→ SHORT EXERCISE
In the passage on temporal symmetry and locality, to whom did Einstein write his 1948 letter about entanglement?

→ QUOTED TEXT
Experimentally, those who argue that the emission of a photon is conditioned by its absorption can point to the results from tests of Bell's inequalities, because the observed violations of those inequalities are exactly what the symmetrical model of interactions would lead us to expect. Nevertheless, the results of those experiments are rarely interpreted as lending support to the symmetrical model, apparently because temporal asymmetry is so deeply ingrained in peoples' intuitive conceptions of locality, despite the fact that there is very little (if any) direct evidence of temporal asymmetry in any fundamental laws or interactions.

 

Despite the preceding arguments in favor of symmetrical (reversible) fundamental processes, there are clearly legitimate reasons for being suspicious of unrestricted temporal symmetry. If it were possible for general information to be transmitted efficiently along the past null cone of an event, this would seem to permit both causal loops and causal interactions with spacelike-separated events, as illustrated below.

 

 

On such a basis, it might seem as if the Minkowskian spacetime manifold would be incapable of supporting any notion of locality at all. That triangle inequality fails in this manifold, so there are null paths connecting every two points, and this applies even to spacelike separated points if we allow the free flow of information in either direction along null surfaces. Indeed this seems to have been the main source of Einstein’s uneasiness with the “spooky” entanglements entailed by quantum theory. In a 1948 letter to Max Born, Einstein tried to clearly articulate his concern with entanglement, which he regarded as incompatible with “the confidence I have in the relativistic group as representing a heuristic limiting principle”.

→ DATA LINES
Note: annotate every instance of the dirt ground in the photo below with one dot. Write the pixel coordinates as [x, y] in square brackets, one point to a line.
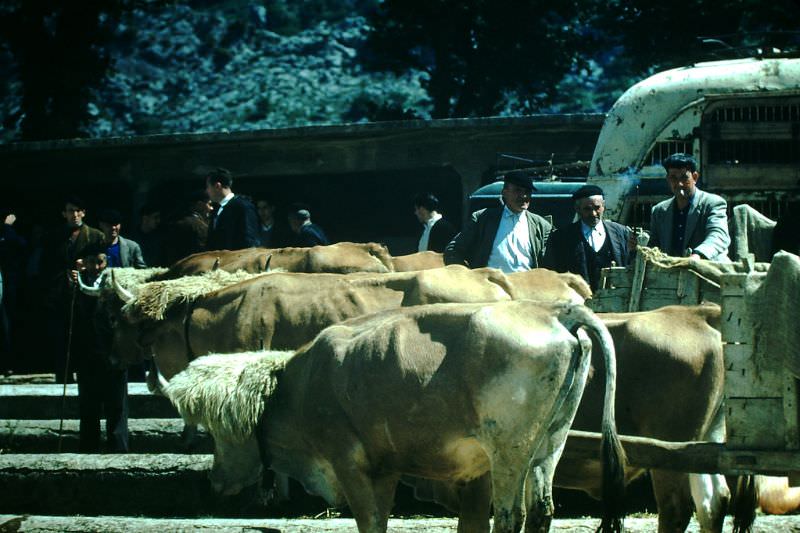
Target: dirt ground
[116, 524]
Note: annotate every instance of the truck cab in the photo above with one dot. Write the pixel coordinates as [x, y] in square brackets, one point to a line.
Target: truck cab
[739, 118]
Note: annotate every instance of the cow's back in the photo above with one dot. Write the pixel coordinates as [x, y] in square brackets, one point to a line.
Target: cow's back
[670, 374]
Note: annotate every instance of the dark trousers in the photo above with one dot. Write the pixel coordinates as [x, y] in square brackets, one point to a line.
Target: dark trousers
[103, 390]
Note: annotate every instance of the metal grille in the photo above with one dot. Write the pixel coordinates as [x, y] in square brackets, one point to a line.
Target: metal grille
[664, 149]
[756, 113]
[773, 208]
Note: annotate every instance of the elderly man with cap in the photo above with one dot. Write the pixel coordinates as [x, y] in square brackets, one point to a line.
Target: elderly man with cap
[307, 233]
[591, 243]
[692, 223]
[510, 238]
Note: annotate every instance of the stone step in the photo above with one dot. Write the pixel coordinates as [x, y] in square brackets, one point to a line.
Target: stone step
[44, 402]
[147, 435]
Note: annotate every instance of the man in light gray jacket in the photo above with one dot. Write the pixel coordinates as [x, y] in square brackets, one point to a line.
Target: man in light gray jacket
[507, 237]
[692, 223]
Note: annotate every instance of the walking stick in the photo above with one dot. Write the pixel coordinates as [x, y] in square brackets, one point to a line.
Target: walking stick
[66, 366]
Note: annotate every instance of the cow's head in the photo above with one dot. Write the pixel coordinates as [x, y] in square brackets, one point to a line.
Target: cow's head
[237, 465]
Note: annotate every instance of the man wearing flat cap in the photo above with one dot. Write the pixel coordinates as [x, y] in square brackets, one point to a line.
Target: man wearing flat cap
[510, 237]
[591, 243]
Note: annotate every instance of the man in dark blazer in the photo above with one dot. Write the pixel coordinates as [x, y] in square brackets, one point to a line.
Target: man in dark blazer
[507, 237]
[436, 231]
[120, 252]
[234, 222]
[591, 243]
[692, 222]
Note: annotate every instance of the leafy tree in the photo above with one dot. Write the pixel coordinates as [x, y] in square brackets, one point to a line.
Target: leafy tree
[477, 52]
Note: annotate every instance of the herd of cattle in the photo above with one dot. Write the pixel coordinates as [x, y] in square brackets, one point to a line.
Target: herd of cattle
[351, 370]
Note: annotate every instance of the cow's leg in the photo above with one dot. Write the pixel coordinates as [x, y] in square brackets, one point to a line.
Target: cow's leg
[710, 492]
[711, 495]
[475, 505]
[673, 499]
[508, 480]
[539, 507]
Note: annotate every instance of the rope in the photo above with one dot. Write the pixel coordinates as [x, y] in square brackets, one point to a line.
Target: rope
[66, 366]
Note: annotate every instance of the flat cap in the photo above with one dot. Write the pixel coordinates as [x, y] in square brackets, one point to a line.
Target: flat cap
[586, 191]
[520, 178]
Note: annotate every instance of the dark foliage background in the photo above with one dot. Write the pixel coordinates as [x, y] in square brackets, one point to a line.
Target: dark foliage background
[119, 67]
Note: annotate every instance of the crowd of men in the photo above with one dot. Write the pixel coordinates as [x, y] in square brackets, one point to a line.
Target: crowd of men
[509, 237]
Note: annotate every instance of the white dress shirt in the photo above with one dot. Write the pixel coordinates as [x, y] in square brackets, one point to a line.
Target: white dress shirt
[511, 250]
[595, 236]
[426, 233]
[222, 205]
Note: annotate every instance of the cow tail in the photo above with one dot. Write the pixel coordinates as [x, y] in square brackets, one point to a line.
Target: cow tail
[612, 453]
[744, 503]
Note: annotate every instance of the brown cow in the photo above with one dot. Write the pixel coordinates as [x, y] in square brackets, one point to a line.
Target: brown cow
[446, 391]
[341, 258]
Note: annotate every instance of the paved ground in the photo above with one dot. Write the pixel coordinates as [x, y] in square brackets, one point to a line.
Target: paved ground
[116, 524]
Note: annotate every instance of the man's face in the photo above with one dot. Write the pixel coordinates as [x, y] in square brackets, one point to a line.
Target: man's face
[111, 231]
[214, 191]
[682, 182]
[151, 221]
[294, 223]
[516, 198]
[590, 210]
[422, 214]
[73, 215]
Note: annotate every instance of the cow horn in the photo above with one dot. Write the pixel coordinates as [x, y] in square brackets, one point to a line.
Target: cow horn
[124, 294]
[90, 290]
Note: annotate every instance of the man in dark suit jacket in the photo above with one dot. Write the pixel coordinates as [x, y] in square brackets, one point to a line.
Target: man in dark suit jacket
[436, 231]
[692, 220]
[234, 223]
[591, 243]
[510, 238]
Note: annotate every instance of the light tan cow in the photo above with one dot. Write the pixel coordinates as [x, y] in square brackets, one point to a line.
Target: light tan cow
[670, 373]
[445, 391]
[282, 310]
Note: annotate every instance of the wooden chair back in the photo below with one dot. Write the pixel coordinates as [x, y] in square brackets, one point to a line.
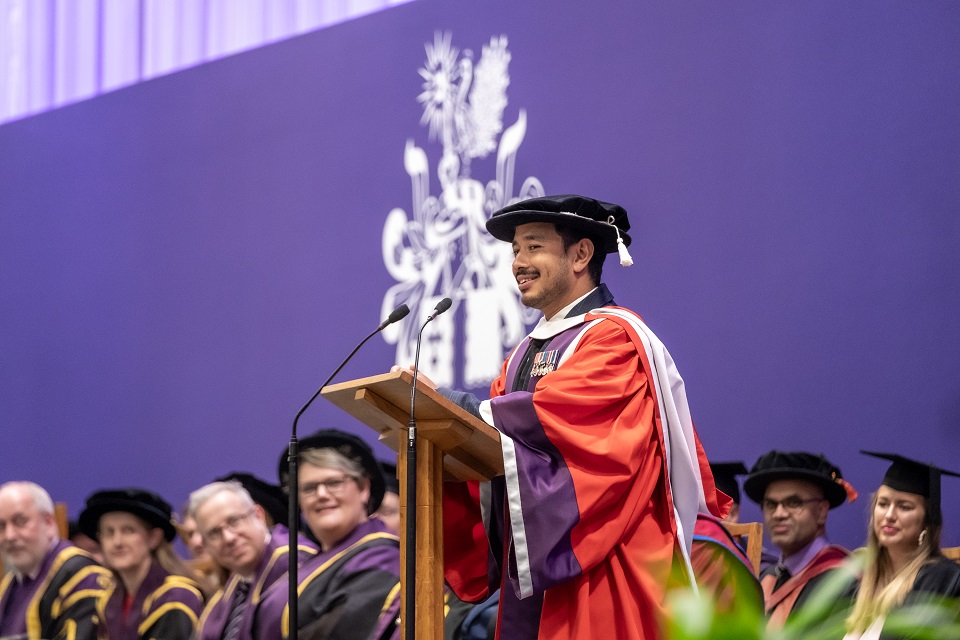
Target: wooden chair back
[754, 533]
[63, 521]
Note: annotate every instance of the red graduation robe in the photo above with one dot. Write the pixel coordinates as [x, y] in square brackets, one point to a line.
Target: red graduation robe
[582, 534]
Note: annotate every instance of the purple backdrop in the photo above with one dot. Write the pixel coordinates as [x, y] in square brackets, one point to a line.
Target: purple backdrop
[183, 261]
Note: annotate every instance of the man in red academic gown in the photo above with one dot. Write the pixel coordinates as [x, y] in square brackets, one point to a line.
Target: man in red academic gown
[604, 472]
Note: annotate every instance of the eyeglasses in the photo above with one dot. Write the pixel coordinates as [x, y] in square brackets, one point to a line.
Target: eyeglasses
[232, 524]
[18, 521]
[334, 486]
[791, 504]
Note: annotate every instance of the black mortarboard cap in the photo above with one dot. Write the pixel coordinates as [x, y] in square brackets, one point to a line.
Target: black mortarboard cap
[725, 477]
[798, 465]
[146, 505]
[348, 445]
[911, 476]
[600, 221]
[269, 496]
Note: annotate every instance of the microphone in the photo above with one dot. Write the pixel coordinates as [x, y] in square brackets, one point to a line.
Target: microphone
[293, 514]
[397, 314]
[411, 530]
[442, 306]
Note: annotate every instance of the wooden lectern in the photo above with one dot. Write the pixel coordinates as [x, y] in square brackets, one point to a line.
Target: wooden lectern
[451, 444]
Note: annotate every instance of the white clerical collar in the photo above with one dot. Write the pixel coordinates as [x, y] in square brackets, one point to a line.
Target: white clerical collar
[559, 322]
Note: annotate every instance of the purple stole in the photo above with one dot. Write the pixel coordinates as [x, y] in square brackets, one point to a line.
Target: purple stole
[369, 547]
[113, 626]
[522, 617]
[272, 566]
[15, 596]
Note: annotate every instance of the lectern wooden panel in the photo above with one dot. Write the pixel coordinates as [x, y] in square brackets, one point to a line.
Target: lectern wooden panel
[451, 443]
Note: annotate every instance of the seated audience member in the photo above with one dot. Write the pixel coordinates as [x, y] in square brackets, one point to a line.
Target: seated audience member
[350, 590]
[52, 587]
[151, 594]
[269, 496]
[725, 477]
[461, 620]
[904, 564]
[235, 533]
[389, 510]
[720, 565]
[208, 574]
[85, 542]
[796, 491]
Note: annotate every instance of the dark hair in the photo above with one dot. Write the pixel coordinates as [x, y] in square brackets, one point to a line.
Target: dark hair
[571, 236]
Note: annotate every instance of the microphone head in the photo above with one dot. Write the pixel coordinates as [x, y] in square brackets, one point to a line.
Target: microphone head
[398, 314]
[443, 305]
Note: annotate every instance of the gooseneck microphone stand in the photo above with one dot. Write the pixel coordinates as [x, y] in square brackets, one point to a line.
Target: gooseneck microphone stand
[410, 570]
[293, 484]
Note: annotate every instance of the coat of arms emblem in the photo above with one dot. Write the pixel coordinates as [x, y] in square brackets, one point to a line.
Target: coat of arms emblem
[442, 248]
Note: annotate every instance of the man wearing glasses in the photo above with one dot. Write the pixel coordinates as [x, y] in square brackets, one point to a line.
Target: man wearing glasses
[235, 533]
[52, 586]
[796, 490]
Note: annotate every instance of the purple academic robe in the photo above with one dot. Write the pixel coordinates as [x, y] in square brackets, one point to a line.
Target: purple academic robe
[59, 602]
[272, 567]
[351, 591]
[165, 607]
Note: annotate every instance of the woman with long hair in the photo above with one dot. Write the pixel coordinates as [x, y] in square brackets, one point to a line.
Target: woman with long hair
[152, 594]
[904, 563]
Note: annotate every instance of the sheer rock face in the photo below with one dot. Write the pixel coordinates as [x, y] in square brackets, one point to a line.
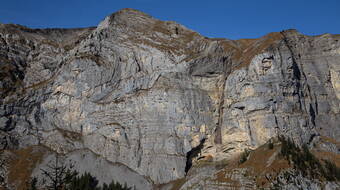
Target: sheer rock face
[143, 92]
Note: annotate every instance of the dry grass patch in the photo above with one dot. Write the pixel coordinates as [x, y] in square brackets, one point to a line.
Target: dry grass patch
[22, 165]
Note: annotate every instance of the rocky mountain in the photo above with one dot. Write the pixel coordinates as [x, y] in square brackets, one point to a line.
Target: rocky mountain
[156, 105]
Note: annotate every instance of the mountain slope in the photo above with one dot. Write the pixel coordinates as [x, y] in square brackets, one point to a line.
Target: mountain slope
[153, 97]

→ RESPONSE TO THIS EXERCISE
Max Born